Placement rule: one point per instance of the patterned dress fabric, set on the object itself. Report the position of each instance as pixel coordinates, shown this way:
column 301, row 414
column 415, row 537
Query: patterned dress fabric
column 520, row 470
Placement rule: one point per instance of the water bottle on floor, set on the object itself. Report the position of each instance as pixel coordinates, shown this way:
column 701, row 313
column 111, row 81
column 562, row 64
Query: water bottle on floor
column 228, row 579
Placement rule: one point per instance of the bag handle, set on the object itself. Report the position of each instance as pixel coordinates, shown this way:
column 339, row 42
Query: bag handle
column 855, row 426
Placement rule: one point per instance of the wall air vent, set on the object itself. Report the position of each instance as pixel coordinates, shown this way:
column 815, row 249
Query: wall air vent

════

→ **Exercise**
Return all the data above once more, precisely as given.

→ **Written answer**
Placement rule: one point per instance of the patterned dress fabric, set on the object itself. Report the position of each instance as pixel coordinates, shown this way:
column 301, row 414
column 415, row 537
Query: patterned dress fabric
column 520, row 470
Placement rule: one point per instance of the water bottle on floor, set on the object itself. Report the position of each instance as pixel coordinates, shown this way:
column 701, row 313
column 111, row 81
column 562, row 64
Query: water bottle on floor
column 228, row 579
Placement rule: one point per instance of the bag handle, set on the object itself. Report the position of each instance as pixel coordinates, shown this way:
column 339, row 42
Query: bag handle
column 855, row 426
Placement rule: one point per instance of the wall air vent, set on the object itself. Report the position of each instance as pixel coordinates, shown this way:
column 815, row 249
Query: wall air vent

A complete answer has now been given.